Return every one of the records below word for word, leaving out the pictures.

┄┄┄┄┄┄┄┄┄┄┄┄┄┄┄┄┄┄┄┄

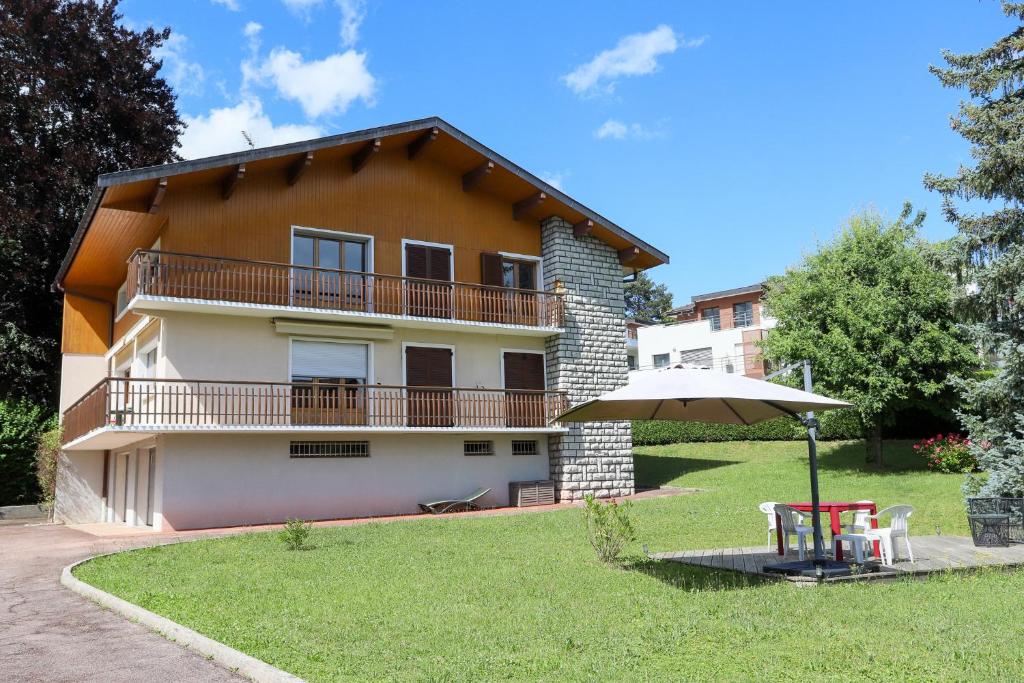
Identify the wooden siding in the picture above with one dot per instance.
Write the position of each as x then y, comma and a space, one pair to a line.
86, 325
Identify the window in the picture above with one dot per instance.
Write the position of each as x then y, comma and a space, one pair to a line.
742, 314
714, 315
329, 450
478, 447
524, 447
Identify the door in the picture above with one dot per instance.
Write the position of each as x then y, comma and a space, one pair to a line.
510, 293
429, 367
524, 386
429, 289
329, 383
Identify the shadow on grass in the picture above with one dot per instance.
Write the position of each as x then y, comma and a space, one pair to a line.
653, 471
689, 578
897, 457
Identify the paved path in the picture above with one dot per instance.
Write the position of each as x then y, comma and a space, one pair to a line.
47, 633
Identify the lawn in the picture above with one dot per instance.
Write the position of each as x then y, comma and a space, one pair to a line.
523, 597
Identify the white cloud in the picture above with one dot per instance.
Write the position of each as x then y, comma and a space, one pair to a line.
635, 54
352, 13
321, 86
616, 130
185, 77
302, 8
220, 130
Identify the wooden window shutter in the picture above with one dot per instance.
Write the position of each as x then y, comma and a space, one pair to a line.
491, 269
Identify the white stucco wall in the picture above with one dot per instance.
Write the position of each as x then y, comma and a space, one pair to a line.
218, 480
79, 373
80, 487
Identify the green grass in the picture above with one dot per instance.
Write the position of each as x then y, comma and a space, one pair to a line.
523, 597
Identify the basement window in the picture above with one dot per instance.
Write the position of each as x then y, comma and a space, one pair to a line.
478, 447
524, 447
329, 450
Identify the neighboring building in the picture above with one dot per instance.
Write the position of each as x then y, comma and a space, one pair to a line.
718, 330
337, 328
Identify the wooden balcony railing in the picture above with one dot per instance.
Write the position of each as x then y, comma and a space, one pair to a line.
155, 403
193, 276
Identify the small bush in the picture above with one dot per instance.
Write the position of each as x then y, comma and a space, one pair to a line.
608, 526
295, 534
950, 454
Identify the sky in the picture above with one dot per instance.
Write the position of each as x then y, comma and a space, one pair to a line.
732, 136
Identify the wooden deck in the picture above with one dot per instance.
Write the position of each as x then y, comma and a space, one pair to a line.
932, 553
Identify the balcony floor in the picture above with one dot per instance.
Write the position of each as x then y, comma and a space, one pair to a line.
154, 305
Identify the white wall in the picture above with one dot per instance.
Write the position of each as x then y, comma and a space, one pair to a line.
80, 487
79, 373
218, 480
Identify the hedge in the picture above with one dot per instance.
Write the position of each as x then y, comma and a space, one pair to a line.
836, 425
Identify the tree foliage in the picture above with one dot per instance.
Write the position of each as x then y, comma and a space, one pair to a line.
990, 248
647, 300
79, 96
871, 311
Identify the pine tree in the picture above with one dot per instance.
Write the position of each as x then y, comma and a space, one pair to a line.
990, 249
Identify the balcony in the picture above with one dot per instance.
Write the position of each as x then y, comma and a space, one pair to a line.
119, 411
168, 281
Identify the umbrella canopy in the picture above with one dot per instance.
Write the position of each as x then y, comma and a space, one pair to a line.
698, 395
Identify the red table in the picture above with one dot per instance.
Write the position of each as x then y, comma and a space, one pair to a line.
834, 510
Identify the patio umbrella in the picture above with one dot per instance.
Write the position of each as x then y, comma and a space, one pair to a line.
708, 395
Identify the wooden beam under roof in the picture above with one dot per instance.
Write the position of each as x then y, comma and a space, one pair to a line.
417, 145
520, 208
232, 180
472, 178
363, 157
583, 228
300, 166
628, 255
158, 195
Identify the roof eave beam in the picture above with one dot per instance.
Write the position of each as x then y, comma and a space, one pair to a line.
363, 157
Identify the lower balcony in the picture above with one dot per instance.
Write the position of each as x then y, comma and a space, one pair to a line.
117, 411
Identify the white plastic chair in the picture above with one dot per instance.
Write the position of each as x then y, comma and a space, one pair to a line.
898, 528
769, 509
793, 524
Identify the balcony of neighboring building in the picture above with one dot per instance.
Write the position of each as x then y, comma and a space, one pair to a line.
161, 281
119, 411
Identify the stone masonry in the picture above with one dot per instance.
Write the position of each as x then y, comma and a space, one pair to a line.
586, 360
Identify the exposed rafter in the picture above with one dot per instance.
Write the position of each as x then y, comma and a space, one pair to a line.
232, 180
363, 157
472, 178
158, 195
628, 255
520, 208
300, 166
583, 228
417, 145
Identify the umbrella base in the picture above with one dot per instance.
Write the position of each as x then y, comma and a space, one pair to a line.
813, 568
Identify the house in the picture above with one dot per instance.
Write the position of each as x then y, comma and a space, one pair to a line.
717, 330
337, 328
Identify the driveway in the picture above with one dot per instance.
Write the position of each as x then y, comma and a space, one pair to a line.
47, 633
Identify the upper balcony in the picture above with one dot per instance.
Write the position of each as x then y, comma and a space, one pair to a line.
120, 411
160, 281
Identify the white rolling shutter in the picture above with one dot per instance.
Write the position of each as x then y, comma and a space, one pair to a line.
329, 359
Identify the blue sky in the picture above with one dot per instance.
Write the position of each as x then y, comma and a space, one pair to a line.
731, 136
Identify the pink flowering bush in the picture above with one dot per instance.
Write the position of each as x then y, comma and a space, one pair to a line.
947, 453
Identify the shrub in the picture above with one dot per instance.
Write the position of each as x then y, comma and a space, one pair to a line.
950, 454
47, 462
608, 526
20, 424
295, 534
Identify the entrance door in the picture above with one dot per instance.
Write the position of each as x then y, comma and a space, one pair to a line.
523, 382
428, 293
429, 367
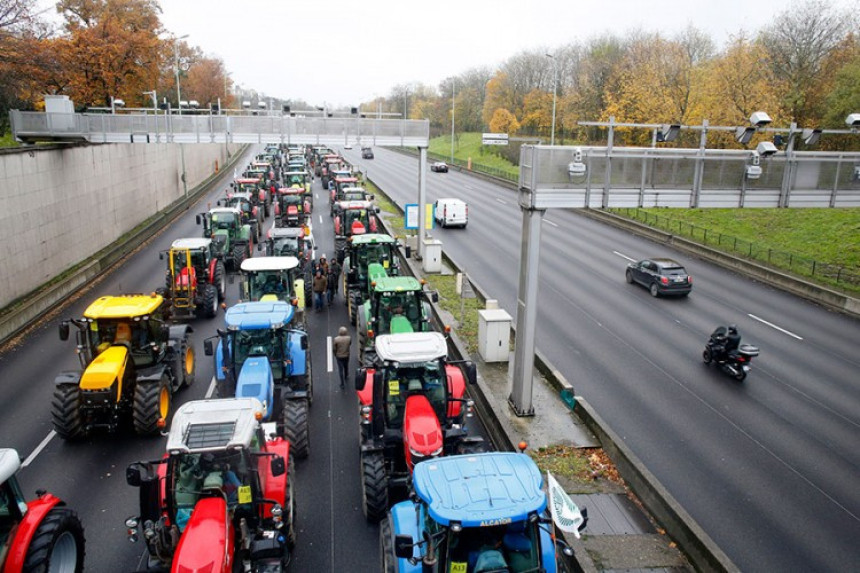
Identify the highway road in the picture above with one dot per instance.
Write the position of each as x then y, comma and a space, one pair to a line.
333, 534
769, 467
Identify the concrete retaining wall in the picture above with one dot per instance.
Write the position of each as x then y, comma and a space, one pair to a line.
62, 205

┄┄┄┄┄┄┄┄┄┄┄┄┄┄┄┄┄┄┄┄

**Written solution**
Identify the wooden siding in the picture above with one dot per instance.
Write the position of each as x then y, comma and a space, one pair to a line.
86, 325
Identify the window in the picture above with one dot per instance.
Write the position of each as x then y, comma and a space, one pair to a line.
742, 314
714, 315
329, 450
478, 447
524, 447
Identify the door in the picture above with one dot per instance.
Write the position of each as x then y, comma and a space, one pair to a line.
510, 293
429, 367
524, 386
429, 289
329, 383
Identify the shadow on grass in the picture above with one dot per instance.
Write the position of each as x then y, comma and a space, one pair to a line.
653, 471
689, 578
897, 457
Identify the paved path in the picture above with one dot per instance.
Write the position of each as x then y, comma and a space, one pair to a line.
47, 633
Identify the lawn in the picture above with one dot per instance.
Write the position of each as x then y, comma and a space, one pair to a line.
523, 597
Identify the white cloud in the picture above with one dot per instance.
Write the position of each as x then y, comma and a space, one pair to a line.
635, 54
352, 13
321, 86
616, 130
185, 77
302, 8
220, 130
Identify the wooden window shutter in the picture above with one dot per instance.
Write the position of each as x then y, comma and a space, one pair to a line.
491, 269
Identify the white stucco wall in the picture above with one dot per instance.
Write the position of each as x then y, comma and a space, one pair to a line.
218, 480
79, 373
80, 487
Identify the green grass in the picture above with one dot per instance.
Write the position of each as x then y, comma and a space, one pair to a line.
523, 597
Identify the basement window in the picture above with one dot per instance.
Write the position of each as x then y, comma and a space, one pair to a line.
478, 447
524, 447
329, 450
Identify the neighboring building in the picture above with one dot per instance.
Write the position of each as x then y, comma and a space, one pair to a line.
718, 330
337, 328
Identify the wooden balcony railing in the picture above with one dot per instance.
Write the position of each as x then y, comma and a space, one pair to a line.
155, 403
193, 276
Identify the small bush in the picture above with one dot per instance.
Write the position of each as x then y, comma and a space, one pair to a line.
608, 526
295, 534
950, 454
Identify the sky in the picture above with one dot per instance.
Write the position of each as x then y, comma and a space, one pair to a line.
732, 136
Identify the wooden deck in the picture above with one dot per instance.
Write the position of each as x then y, comma and a space, one pair to a line.
932, 553
Identify the balcony floor in the picture above with one dot per instance.
Write the position of each as x then y, comma and a space, one pair to a line.
154, 305
Identify the white wall in the picture above with one dot per instance.
Write the position of each as x then y, comma and a space, one pair to a line.
80, 487
79, 373
218, 480
Identify the hedge in the picture above with one dot per instance.
Write the position of each as x then y, comma and a space, one pair to a line.
836, 425
Identify the tree foliage in the picture above with one dot per instance.
Write the position of each as x then y, comma and a space, one pair to a line.
990, 248
647, 300
79, 96
871, 311
Identify the pine tree in the picture above with one dot per instance.
Write the position of each as x then y, comma and a space, one pair to a line.
990, 249
Identify the balcony in the picture above with one dot per instance.
Write the position of each as x then y, comma and a space, one pair to a line.
119, 411
168, 281
Identify the umbrella canopy in the picture above with one dot per instance.
Write the position of each as x then y, comma and a space, one pair to a line.
698, 395
Identify the red table in the picture above with one dot per instance.
Write the position of each as x then y, comma and a space, one pair to a line.
834, 510
Identify the patio umbrella in the picture above with one dot per instance.
Write the position of each as x then y, comma and a space, one pair to a line.
708, 395
Identify the wooden beam under roof in the picture above with one dot per instance.
Write the position of each as x then y, comma and a space, one pair to a line.
417, 145
520, 208
232, 180
472, 178
363, 157
583, 228
300, 166
628, 255
158, 195
Identify the roof eave beam in the picture above with one dot per instance.
Write the position of each as x then y, comma and a space, one pair to a line.
363, 157
Identify the lower balcony in the picture above with one dot per instance.
Write the position of each as x then y, comma and a space, one pair to a line.
117, 411
Identify the white plastic chair in the picture above with one dot per instance.
Write the position of each as x then y, comma and a space, one pair to a line.
898, 528
769, 509
793, 524
Identify the balcony of neighboring building in the picture above with one dot per instance.
Write the position of each as x then y, comma and a space, one pair to a line.
161, 281
119, 411
Identify the stone masonry in the picture above with one dot per instance.
Write the position of each as x then y, comma and a space, one pair to a line.
586, 360
Identify the exposed rafter in the picture above with one dot per instance.
Write the position of each as x then y, comma and a space, one pair to a line.
232, 180
363, 157
472, 178
158, 195
628, 255
520, 208
300, 166
583, 228
417, 145
Identify the umbrella base in the picture above with one dot per instance.
Write the position of each as x then y, comma and a space, one pair to a line.
813, 568
Identify the house in the picture above with one dot per instance.
Write the position of each as x then y, comma and a space, one pair to a line.
717, 330
337, 328
Identify the driveway in the picture above with one dot per instance.
Write the position of each as x then y, comma and a space, one pair to a line.
47, 633
Identify the upper balcony in the picture above with one dot per instance.
Write the position of each as x then y, comma and a space, one pair to a line.
120, 411
160, 281
Identify the white rolling shutter in the picture above with one dot per instance.
Write the position of each as x then y, comma and a space, one pair to a line.
329, 359
Identify the blue sky in the picture above with one dot per instance.
Write the position of each as x then y, comma and a space, one pair to a line.
731, 136
Identify the pink flowering bush in the picture above with one dot per instance.
Write the position of each as x then y, comma and a space, one pair to a line.
947, 453
Identify the shrub in the picture above with one dot per instance.
Write the position of each as x then y, comma and a space, one pair to a line.
950, 454
47, 462
608, 526
20, 424
295, 534
Identify the entrance door in the picture above with one dot per instance.
Write the position of each as x then y, comma and a space, one pair to a line.
523, 382
428, 293
429, 367
Identify the highway road in the picture above with one dot per instance.
Write the position of each as x then y, comma and a space, one pair to a line.
333, 534
769, 467
Identify the concrete retaining wall in the picture above with one dot per instance.
Write the position of each as x then y, comma and a space, one pair to a line.
62, 205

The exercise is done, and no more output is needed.